_Set problem_.
Extract the line that contains "Where can the carpet" and every line after it to the end of the records below, exactly as written and nothing else.

Coordinate annotation records

** Begin **

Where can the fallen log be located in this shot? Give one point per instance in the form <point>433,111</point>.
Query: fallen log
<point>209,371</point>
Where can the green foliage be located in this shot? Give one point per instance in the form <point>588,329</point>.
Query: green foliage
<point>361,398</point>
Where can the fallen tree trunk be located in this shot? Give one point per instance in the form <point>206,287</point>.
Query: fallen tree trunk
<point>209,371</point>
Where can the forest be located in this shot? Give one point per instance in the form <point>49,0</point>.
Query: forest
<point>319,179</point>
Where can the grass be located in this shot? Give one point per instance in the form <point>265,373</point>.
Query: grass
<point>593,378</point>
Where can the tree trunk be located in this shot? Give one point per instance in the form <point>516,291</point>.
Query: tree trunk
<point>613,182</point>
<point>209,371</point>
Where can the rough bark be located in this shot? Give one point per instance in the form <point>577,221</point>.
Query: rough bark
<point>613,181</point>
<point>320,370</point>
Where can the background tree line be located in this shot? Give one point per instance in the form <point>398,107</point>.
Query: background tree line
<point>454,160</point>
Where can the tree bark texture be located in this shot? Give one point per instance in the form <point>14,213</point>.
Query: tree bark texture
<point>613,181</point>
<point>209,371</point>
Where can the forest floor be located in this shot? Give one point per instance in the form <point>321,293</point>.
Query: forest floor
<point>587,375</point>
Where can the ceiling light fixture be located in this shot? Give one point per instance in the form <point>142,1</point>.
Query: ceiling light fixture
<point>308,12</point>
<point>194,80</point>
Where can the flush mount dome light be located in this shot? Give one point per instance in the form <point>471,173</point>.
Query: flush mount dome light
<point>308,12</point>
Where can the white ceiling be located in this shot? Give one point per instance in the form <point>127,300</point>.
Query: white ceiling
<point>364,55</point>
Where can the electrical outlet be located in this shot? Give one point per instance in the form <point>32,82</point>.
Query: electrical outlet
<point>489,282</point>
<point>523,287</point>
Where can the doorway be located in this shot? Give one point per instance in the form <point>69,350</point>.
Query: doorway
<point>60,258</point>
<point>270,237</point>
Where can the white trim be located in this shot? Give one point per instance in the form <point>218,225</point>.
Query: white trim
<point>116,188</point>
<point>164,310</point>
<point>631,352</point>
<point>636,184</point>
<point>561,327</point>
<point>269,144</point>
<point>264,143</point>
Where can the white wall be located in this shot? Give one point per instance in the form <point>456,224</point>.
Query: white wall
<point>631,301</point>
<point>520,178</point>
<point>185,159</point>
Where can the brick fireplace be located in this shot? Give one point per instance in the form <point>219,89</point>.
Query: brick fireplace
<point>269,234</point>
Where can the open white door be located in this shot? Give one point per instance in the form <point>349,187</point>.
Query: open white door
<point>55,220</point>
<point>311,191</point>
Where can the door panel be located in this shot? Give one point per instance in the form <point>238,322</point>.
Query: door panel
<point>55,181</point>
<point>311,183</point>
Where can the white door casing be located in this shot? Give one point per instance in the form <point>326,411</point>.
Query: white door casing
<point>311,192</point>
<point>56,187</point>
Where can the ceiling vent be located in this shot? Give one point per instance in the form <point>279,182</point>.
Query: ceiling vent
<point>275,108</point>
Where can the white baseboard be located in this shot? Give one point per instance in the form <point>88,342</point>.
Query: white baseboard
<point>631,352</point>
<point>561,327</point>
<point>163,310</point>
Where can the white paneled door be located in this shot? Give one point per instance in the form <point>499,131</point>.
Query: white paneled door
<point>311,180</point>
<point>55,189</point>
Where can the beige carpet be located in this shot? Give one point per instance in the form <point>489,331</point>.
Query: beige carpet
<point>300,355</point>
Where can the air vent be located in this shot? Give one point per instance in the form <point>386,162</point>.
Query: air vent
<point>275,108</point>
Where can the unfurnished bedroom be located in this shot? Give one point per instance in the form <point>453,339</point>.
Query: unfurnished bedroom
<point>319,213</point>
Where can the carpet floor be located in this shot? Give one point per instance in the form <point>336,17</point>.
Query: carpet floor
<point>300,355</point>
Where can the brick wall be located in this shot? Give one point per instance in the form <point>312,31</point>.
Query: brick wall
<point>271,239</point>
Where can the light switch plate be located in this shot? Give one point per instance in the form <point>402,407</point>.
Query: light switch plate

** End **

_Written answer_.
Where can the carpet floor be located in this shot? Give one point per instance in the form <point>336,17</point>.
Query: carpet floor
<point>300,355</point>
Where can the brick wall be located in this shot? Give one point per instance in the form <point>312,31</point>.
Query: brick wall
<point>271,239</point>
Where can the light switch plate be located in this shot? Give one point per instance in the form <point>402,407</point>.
Query: light switch plate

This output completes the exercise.